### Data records
>>>>

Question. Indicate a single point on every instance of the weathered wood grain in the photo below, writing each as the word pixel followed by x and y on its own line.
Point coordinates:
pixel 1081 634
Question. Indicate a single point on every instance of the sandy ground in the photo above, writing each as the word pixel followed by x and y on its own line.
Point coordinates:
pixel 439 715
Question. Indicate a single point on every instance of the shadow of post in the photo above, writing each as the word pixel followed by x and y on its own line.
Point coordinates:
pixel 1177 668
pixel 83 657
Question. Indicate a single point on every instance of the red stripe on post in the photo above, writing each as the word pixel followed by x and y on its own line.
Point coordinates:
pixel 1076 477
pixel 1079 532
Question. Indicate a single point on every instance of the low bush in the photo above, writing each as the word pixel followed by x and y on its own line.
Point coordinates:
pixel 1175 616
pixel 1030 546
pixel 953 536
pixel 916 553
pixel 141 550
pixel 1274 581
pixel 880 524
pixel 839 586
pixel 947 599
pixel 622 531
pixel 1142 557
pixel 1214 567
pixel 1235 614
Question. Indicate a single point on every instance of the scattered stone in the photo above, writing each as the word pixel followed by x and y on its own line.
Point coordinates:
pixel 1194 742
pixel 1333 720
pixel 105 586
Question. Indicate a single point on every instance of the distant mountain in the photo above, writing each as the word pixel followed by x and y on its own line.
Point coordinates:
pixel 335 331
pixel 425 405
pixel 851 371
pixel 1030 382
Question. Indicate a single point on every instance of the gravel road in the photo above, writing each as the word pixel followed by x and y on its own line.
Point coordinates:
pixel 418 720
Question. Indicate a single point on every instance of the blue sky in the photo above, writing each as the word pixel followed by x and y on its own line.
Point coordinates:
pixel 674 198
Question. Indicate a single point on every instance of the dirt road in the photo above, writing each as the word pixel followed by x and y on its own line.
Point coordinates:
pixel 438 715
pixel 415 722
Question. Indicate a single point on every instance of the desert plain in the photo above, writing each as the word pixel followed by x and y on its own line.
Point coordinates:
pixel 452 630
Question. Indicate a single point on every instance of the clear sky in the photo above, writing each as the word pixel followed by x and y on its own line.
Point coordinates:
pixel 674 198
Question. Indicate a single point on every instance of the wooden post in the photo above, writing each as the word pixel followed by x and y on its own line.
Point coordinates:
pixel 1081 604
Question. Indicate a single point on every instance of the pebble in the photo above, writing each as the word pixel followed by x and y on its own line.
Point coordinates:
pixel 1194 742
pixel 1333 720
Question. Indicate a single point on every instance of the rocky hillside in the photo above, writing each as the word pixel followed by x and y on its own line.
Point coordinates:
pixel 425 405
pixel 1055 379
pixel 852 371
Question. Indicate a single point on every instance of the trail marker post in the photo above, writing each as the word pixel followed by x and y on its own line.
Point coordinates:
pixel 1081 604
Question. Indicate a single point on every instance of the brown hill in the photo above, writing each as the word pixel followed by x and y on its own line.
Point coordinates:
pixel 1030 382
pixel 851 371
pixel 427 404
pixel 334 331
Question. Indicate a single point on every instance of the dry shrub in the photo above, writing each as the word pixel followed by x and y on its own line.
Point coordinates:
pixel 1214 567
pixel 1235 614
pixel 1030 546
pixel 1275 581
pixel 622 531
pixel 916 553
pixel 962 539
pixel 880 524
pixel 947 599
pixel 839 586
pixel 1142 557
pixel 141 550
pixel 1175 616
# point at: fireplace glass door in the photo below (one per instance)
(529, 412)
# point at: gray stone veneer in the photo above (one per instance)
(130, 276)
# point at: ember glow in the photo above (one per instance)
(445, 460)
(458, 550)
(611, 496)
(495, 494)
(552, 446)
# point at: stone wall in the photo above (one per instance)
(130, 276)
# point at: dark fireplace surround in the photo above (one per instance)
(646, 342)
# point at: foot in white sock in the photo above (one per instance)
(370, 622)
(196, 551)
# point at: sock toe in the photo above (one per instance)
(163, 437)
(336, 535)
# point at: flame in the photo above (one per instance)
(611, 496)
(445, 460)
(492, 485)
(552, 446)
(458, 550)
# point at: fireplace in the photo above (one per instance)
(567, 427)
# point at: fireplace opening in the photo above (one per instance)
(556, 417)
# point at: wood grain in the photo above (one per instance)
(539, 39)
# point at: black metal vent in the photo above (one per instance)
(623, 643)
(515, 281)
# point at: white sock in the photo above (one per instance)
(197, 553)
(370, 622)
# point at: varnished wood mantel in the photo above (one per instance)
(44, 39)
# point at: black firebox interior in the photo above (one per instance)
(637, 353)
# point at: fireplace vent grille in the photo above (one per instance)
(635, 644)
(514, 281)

<<<<

Only the lines containing the string "road" are needed; pull them out of the records.

### SOLUTION FOR THIS EXERCISE
Question. Indicate a single point on every instance of the gravel road in the photo above, writing each as the word pixel followed by x and y on its own line.
Question. Indicate a single point on every instance of the dirt road in the photo above, writing each as the word pixel followed by x and y on its own line.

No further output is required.